Exact reproduction of all the data is needed.

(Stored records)

━━━━━━

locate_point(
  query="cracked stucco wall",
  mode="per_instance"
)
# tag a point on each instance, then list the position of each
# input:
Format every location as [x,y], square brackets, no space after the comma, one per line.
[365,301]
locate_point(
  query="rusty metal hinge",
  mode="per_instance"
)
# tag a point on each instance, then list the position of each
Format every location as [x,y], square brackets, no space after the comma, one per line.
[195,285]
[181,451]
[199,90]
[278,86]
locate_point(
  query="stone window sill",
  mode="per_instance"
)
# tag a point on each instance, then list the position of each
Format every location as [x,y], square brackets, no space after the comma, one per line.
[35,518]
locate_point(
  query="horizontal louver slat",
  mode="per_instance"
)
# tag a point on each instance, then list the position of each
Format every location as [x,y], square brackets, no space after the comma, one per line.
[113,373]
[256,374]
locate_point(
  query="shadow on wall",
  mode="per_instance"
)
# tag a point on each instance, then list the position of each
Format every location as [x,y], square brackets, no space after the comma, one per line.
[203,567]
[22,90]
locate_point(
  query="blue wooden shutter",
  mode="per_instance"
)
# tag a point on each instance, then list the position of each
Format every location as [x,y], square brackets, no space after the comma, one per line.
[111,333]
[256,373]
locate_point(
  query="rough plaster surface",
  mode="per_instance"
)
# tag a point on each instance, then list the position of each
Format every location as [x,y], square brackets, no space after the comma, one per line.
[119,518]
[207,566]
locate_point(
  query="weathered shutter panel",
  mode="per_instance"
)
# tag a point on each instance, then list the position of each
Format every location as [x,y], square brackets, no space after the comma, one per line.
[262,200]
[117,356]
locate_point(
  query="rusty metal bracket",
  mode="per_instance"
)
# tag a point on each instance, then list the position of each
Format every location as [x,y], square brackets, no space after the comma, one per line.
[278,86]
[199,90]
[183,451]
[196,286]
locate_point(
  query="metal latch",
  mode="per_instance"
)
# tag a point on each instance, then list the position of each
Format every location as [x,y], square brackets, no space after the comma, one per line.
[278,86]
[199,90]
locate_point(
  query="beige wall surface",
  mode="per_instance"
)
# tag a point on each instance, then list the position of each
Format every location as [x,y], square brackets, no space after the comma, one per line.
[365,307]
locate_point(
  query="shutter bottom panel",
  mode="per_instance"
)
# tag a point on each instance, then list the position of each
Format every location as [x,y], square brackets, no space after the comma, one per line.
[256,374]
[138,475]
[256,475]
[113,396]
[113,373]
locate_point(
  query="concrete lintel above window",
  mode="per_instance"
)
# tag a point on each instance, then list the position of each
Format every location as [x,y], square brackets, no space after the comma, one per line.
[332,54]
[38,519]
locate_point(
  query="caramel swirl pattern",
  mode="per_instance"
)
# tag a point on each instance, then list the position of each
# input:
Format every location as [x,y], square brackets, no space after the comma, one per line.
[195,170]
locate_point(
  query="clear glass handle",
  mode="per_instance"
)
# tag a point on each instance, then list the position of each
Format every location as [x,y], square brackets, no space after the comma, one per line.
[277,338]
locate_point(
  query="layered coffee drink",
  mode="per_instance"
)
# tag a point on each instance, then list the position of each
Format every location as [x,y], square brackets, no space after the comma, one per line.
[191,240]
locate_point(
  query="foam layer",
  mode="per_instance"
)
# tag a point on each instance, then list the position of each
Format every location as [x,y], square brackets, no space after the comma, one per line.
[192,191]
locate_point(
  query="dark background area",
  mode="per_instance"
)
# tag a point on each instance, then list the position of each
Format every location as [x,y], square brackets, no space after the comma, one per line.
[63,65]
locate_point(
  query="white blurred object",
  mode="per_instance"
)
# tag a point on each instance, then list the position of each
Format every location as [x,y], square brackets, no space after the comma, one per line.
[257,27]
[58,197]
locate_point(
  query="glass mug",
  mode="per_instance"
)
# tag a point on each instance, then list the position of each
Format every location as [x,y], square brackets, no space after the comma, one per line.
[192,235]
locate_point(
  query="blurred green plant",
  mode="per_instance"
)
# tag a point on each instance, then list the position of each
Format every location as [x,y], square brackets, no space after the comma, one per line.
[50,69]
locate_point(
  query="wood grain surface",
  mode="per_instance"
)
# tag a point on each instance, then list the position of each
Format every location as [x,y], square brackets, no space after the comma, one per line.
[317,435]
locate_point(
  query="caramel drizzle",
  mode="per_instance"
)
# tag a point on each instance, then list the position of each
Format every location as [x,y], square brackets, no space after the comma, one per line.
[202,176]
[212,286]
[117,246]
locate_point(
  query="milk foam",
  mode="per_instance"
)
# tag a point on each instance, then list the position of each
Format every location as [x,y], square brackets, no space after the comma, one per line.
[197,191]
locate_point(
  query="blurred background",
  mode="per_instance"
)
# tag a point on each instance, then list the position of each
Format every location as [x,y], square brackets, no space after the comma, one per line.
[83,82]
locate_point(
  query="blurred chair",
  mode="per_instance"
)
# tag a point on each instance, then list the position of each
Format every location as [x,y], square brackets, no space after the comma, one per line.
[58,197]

━━━━━━

(Result for this task)
locate_point(
  query="cracked stucco wall",
  mode="per_instance"
)
# tag a point on each instance, then list the position of each
# input:
Format every location as [x,y], square brackets, no space after the comma, one per line.
[365,301]
locate_point(
  query="rusty metal hinge",
  mode="per_instance"
)
# tag a point on each instance, then list the position of each
Format every location as [x,y], square brackets, no space after the comma, one per line.
[195,285]
[181,451]
[199,90]
[278,86]
locate_point(
  query="stone window sill",
  mode="per_instance"
)
# tag a point on each instance, then list the position of each
Format every location as [x,y], square brackets, no space after the comma, one per line.
[35,518]
locate_point(
  query="horizontal louver slat",
  mode="per_instance"
)
# tag a point on each instance, then list the position of each
Format every location as [x,y], square brackets, no space after the comma, one per line.
[113,373]
[256,374]
locate_point(
  query="shadow on wall",
  mode="per_instance"
)
# tag a point on each instance, then list the position of each
Format every location as [x,y], square brackets, no space after the comma, one per line.
[203,567]
[22,90]
locate_point(
  query="blue wooden shutter",
  mode="per_instance"
)
# tag a point on each instance, then list the position of each
Format every location as [x,y], square brackets, no space after the comma, one per line.
[111,333]
[256,373]
locate_point(
  query="rough plaster surface",
  mode="per_instance"
)
# tag a point on each instance, then list the position of each
Format every location as [x,y], square brackets, no space after the comma, one per line.
[119,518]
[207,566]
locate_point(
  query="weathered shutter panel",
  mode="per_instance"
)
# tag a point on each instance, then list the position of each
Format every location as [x,y], square brackets, no space after the comma, one per line.
[262,200]
[117,356]
locate_point(
  query="rusty metal bracket",
  mode="per_instance"
)
# tag a point on each instance, then list the position of each
Format every location as [x,y], square brackets, no space after the comma, one per line.
[278,86]
[199,90]
[183,451]
[196,286]
locate_point(
  query="metal latch",
  mode="per_instance"
)
# tag a point on each instance, then list the position of each
Format every location as [x,y], square brackets, no space after the comma, one per line.
[278,86]
[199,90]
locate_point(
  query="beige wall surface",
  mode="per_instance"
)
# tag a point on each instance, then list the position of each
Format every location as [x,y], square brackets, no space after the comma, one per line.
[365,307]
locate_point(
  query="shutter bottom panel",
  mode="per_instance"
)
# tag a point on each instance, then list the position of each
Format every location as [x,y], square brackets, no space after the comma, one per line.
[256,374]
[138,475]
[256,475]
[113,396]
[113,373]
locate_point(
  query="concrete lintel above window",
  mode="per_instance"
)
# tag a point on each instance, then list the position of each
Format every location as [x,y], square brackets, no space after the comma, one per line.
[332,54]
[38,519]
locate_point(
  query="caramel swirl pattern",
  mode="per_instance"
)
# tag a point on each instance, then list the position of each
# input:
Format every location as [x,y], square brackets, no space after the comma, one per line.
[195,170]
locate_point(
  query="clear glass handle",
  mode="per_instance"
)
# tag a point on each instance, then list the position of each
Format every location as [x,y], square brackets, no space after the comma, one per line.
[277,338]
locate_point(
  query="layered coffee drink",
  mode="per_instance"
)
# tag a point on each instance, then list the position of each
Format every location as [x,y], square brackets, no space after the comma, one per line.
[191,240]
locate_point(
  query="foam layer",
  mode="per_instance"
)
# tag a point on each instance, then list the position of each
Format every location as [x,y], square brackets, no space after the comma, one per line.
[192,191]
locate_point(
  query="dark background area",
  mode="per_instance"
)
# tag a point on each instance, then list the position of each
Format every location as [x,y], square brackets, no space after the comma, one per line.
[63,65]
locate_point(
  query="white blurred object",
  mode="per_instance"
)
# tag a point on each instance, then list the position of each
Format every location as [x,y], square brackets, no space after the comma, one per line.
[257,27]
[58,197]
locate_point(
  query="glass mug",
  mode="per_instance"
)
# tag a point on each instance, then list the position of each
Format every location as [x,y], square brackets, no space after the comma, one per line.
[192,235]
locate_point(
  query="blurred green plant",
  mode="per_instance"
)
# tag a point on each instance, then list the position of each
Format every location as [x,y], square brackets, no space after the comma, one per line.
[50,69]
locate_point(
  query="wood grain surface",
  mode="per_instance"
)
# tag a point on each instance, then list the position of each
Format every location as [x,y], square brackets, no space after the comma, one per line.
[317,435]
locate_point(
  query="caramel drizzle",
  mode="per_instance"
)
# tag a point on each instance, then list the position of each
Format every location as [x,y], square brackets, no space after the comma, one per line.
[202,176]
[212,286]
[117,246]
locate_point(
  query="milk foam",
  mode="per_instance"
)
# tag a point on each instance, then list the position of each
Format every location as [x,y], square brackets, no space after the comma, one per line.
[197,191]
locate_point(
  query="blurred background",
  mode="per_instance"
)
# tag a point on each instance, then list the position of each
Format every location as [x,y], square brackets, no space after the comma, one per line.
[83,82]
locate_point(
  query="blurred chair",
  mode="per_instance"
)
# tag a point on each instance, then list the position of each
Format every location as [x,y], square brackets, no space after the comma, one per line.
[58,197]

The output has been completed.